# TASK PROMPT
From the line containing "Expected: for every instance of the white shelf, one" to the last line of the records below, repeat every line exactly and add nothing else.

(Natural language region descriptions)
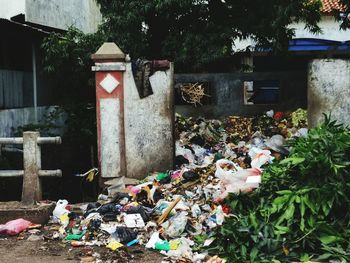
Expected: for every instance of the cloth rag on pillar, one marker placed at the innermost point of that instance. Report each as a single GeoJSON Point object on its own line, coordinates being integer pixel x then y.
{"type": "Point", "coordinates": [142, 70]}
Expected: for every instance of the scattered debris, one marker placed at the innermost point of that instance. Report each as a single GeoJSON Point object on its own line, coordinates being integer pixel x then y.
{"type": "Point", "coordinates": [170, 211]}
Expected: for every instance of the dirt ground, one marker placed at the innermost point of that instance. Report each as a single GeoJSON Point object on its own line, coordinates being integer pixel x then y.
{"type": "Point", "coordinates": [14, 250]}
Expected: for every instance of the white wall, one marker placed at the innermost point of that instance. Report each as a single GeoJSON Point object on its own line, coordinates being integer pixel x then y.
{"type": "Point", "coordinates": [330, 30]}
{"type": "Point", "coordinates": [9, 8]}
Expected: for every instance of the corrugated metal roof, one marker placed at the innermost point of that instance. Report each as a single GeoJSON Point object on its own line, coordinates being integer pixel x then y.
{"type": "Point", "coordinates": [9, 25]}
{"type": "Point", "coordinates": [330, 5]}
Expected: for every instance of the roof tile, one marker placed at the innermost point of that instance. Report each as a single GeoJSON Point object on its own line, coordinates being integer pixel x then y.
{"type": "Point", "coordinates": [329, 5]}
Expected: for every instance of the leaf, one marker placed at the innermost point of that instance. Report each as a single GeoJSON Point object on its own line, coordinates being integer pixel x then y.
{"type": "Point", "coordinates": [282, 229]}
{"type": "Point", "coordinates": [304, 258]}
{"type": "Point", "coordinates": [289, 212]}
{"type": "Point", "coordinates": [253, 254]}
{"type": "Point", "coordinates": [330, 239]}
{"type": "Point", "coordinates": [293, 160]}
{"type": "Point", "coordinates": [324, 256]}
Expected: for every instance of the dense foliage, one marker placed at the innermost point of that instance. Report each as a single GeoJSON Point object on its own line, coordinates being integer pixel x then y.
{"type": "Point", "coordinates": [300, 212]}
{"type": "Point", "coordinates": [196, 33]}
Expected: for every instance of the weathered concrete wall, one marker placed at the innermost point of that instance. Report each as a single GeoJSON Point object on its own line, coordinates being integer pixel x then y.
{"type": "Point", "coordinates": [227, 93]}
{"type": "Point", "coordinates": [11, 8]}
{"type": "Point", "coordinates": [149, 125]}
{"type": "Point", "coordinates": [329, 90]}
{"type": "Point", "coordinates": [83, 14]}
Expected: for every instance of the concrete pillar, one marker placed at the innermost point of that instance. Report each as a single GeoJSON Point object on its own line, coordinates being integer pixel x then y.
{"type": "Point", "coordinates": [329, 90]}
{"type": "Point", "coordinates": [32, 164]}
{"type": "Point", "coordinates": [135, 135]}
{"type": "Point", "coordinates": [149, 124]}
{"type": "Point", "coordinates": [109, 67]}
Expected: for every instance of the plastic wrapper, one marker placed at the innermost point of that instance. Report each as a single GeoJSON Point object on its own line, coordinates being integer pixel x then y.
{"type": "Point", "coordinates": [60, 208]}
{"type": "Point", "coordinates": [176, 225]}
{"type": "Point", "coordinates": [14, 227]}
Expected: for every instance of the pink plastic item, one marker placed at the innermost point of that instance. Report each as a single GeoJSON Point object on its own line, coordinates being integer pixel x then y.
{"type": "Point", "coordinates": [14, 227]}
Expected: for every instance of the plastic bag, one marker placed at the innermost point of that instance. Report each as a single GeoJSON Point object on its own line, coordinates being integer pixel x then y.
{"type": "Point", "coordinates": [190, 176]}
{"type": "Point", "coordinates": [14, 227]}
{"type": "Point", "coordinates": [177, 225]}
{"type": "Point", "coordinates": [223, 163]}
{"type": "Point", "coordinates": [124, 235]}
{"type": "Point", "coordinates": [259, 157]}
{"type": "Point", "coordinates": [60, 208]}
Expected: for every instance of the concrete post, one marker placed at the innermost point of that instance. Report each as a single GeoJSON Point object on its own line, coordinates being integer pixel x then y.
{"type": "Point", "coordinates": [32, 164]}
{"type": "Point", "coordinates": [109, 67]}
{"type": "Point", "coordinates": [329, 90]}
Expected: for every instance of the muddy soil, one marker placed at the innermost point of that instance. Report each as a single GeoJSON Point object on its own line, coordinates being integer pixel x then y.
{"type": "Point", "coordinates": [13, 249]}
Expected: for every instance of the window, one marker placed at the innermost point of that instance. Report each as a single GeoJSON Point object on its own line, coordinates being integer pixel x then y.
{"type": "Point", "coordinates": [261, 92]}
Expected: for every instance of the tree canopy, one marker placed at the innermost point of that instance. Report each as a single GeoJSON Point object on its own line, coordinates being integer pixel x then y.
{"type": "Point", "coordinates": [195, 33]}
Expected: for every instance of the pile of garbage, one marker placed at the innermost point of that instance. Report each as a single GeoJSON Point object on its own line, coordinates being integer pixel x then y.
{"type": "Point", "coordinates": [177, 211]}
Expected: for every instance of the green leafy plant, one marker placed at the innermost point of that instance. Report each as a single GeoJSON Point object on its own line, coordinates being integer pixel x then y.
{"type": "Point", "coordinates": [300, 212]}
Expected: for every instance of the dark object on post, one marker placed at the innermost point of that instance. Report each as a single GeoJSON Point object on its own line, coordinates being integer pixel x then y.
{"type": "Point", "coordinates": [143, 70]}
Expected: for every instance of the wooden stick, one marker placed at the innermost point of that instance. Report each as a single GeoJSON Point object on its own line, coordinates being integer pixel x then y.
{"type": "Point", "coordinates": [168, 210]}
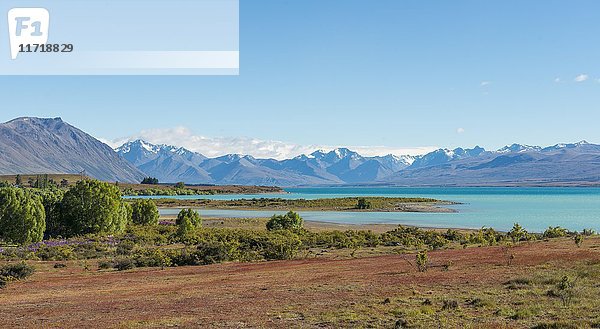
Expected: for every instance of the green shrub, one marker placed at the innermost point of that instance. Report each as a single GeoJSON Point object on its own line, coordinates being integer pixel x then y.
{"type": "Point", "coordinates": [144, 212]}
{"type": "Point", "coordinates": [422, 261]}
{"type": "Point", "coordinates": [152, 258]}
{"type": "Point", "coordinates": [289, 221]}
{"type": "Point", "coordinates": [212, 253]}
{"type": "Point", "coordinates": [125, 247]}
{"type": "Point", "coordinates": [94, 207]}
{"type": "Point", "coordinates": [555, 232]}
{"type": "Point", "coordinates": [187, 222]}
{"type": "Point", "coordinates": [123, 264]}
{"type": "Point", "coordinates": [518, 233]}
{"type": "Point", "coordinates": [578, 240]}
{"type": "Point", "coordinates": [106, 264]}
{"type": "Point", "coordinates": [55, 253]}
{"type": "Point", "coordinates": [362, 203]}
{"type": "Point", "coordinates": [556, 325]}
{"type": "Point", "coordinates": [22, 216]}
{"type": "Point", "coordinates": [18, 271]}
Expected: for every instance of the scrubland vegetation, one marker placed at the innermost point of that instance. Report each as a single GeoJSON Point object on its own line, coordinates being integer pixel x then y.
{"type": "Point", "coordinates": [336, 204]}
{"type": "Point", "coordinates": [90, 228]}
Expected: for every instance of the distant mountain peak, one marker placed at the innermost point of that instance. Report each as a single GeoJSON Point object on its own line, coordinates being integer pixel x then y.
{"type": "Point", "coordinates": [518, 148]}
{"type": "Point", "coordinates": [50, 145]}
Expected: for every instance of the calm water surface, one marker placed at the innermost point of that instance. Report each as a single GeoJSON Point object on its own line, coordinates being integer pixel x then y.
{"type": "Point", "coordinates": [534, 208]}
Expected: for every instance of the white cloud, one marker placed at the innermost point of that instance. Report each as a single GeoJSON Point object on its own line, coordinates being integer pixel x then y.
{"type": "Point", "coordinates": [217, 146]}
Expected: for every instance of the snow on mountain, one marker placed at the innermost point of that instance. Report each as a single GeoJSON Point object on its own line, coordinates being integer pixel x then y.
{"type": "Point", "coordinates": [343, 166]}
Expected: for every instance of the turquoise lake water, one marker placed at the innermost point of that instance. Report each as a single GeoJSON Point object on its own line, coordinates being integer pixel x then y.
{"type": "Point", "coordinates": [533, 208]}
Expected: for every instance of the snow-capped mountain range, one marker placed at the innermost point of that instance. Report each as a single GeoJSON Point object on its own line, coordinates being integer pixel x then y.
{"type": "Point", "coordinates": [513, 164]}
{"type": "Point", "coordinates": [38, 145]}
{"type": "Point", "coordinates": [340, 166]}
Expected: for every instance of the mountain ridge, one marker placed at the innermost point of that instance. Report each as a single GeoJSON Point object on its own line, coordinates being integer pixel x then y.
{"type": "Point", "coordinates": [342, 166]}
{"type": "Point", "coordinates": [31, 145]}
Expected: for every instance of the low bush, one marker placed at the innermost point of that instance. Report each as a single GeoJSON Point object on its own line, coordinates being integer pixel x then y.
{"type": "Point", "coordinates": [13, 272]}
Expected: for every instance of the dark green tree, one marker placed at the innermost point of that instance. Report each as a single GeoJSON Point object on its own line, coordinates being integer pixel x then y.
{"type": "Point", "coordinates": [92, 206]}
{"type": "Point", "coordinates": [150, 181]}
{"type": "Point", "coordinates": [363, 204]}
{"type": "Point", "coordinates": [52, 199]}
{"type": "Point", "coordinates": [289, 221]}
{"type": "Point", "coordinates": [187, 222]}
{"type": "Point", "coordinates": [22, 216]}
{"type": "Point", "coordinates": [189, 215]}
{"type": "Point", "coordinates": [518, 233]}
{"type": "Point", "coordinates": [144, 212]}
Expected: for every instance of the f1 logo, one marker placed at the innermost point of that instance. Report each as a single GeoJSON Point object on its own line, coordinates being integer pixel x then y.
{"type": "Point", "coordinates": [27, 26]}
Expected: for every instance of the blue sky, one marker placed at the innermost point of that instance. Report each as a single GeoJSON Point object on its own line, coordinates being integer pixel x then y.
{"type": "Point", "coordinates": [399, 74]}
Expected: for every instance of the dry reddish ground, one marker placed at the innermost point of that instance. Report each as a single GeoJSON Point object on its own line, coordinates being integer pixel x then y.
{"type": "Point", "coordinates": [258, 294]}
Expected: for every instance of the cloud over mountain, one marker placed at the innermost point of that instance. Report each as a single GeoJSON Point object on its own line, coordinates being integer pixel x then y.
{"type": "Point", "coordinates": [218, 146]}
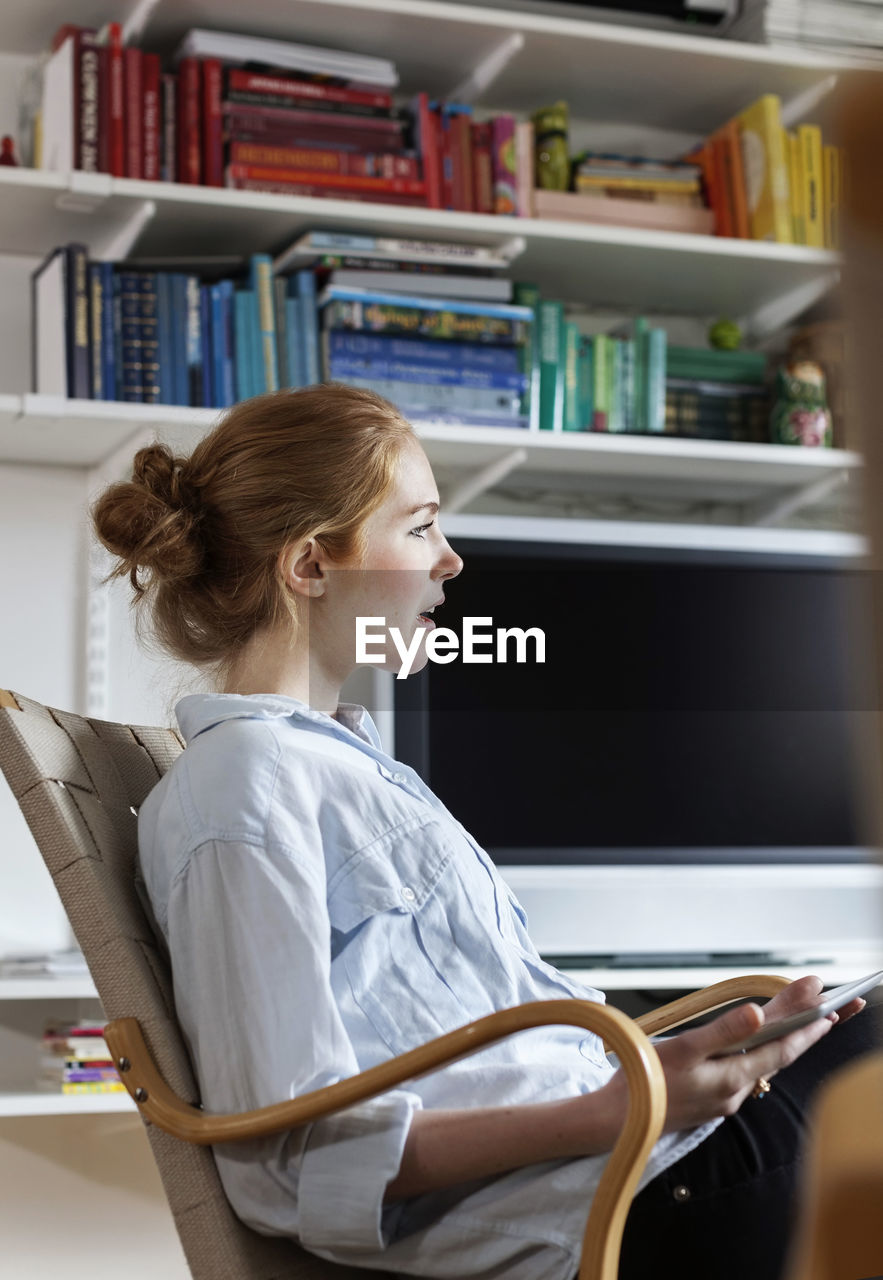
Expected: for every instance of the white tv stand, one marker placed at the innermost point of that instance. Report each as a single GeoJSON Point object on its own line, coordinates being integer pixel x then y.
{"type": "Point", "coordinates": [823, 919]}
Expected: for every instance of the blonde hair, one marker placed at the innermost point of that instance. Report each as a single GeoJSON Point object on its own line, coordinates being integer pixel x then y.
{"type": "Point", "coordinates": [201, 536]}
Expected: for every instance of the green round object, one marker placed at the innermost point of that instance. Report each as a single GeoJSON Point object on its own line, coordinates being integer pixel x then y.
{"type": "Point", "coordinates": [726, 336]}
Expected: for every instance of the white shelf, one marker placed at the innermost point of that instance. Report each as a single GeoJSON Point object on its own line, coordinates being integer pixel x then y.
{"type": "Point", "coordinates": [53, 430]}
{"type": "Point", "coordinates": [760, 283]}
{"type": "Point", "coordinates": [64, 1105]}
{"type": "Point", "coordinates": [47, 988]}
{"type": "Point", "coordinates": [604, 71]}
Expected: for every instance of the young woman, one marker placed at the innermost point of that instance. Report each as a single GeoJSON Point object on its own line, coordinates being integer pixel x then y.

# RESPONSE
Expected: for every instance of the white shelf, one marker placed at the innermost point of that instance. Report each as a single GeoJSON Point object on its own line, coordinates being integer pixel x then y.
{"type": "Point", "coordinates": [53, 430]}
{"type": "Point", "coordinates": [760, 283]}
{"type": "Point", "coordinates": [64, 1105]}
{"type": "Point", "coordinates": [47, 988]}
{"type": "Point", "coordinates": [604, 71]}
Expected: for every instance of the young woman, one marker placed at the innermost point of that instance. Report each as a single GeoJSON Point object on its own line, coordinates being integer pixel x then y.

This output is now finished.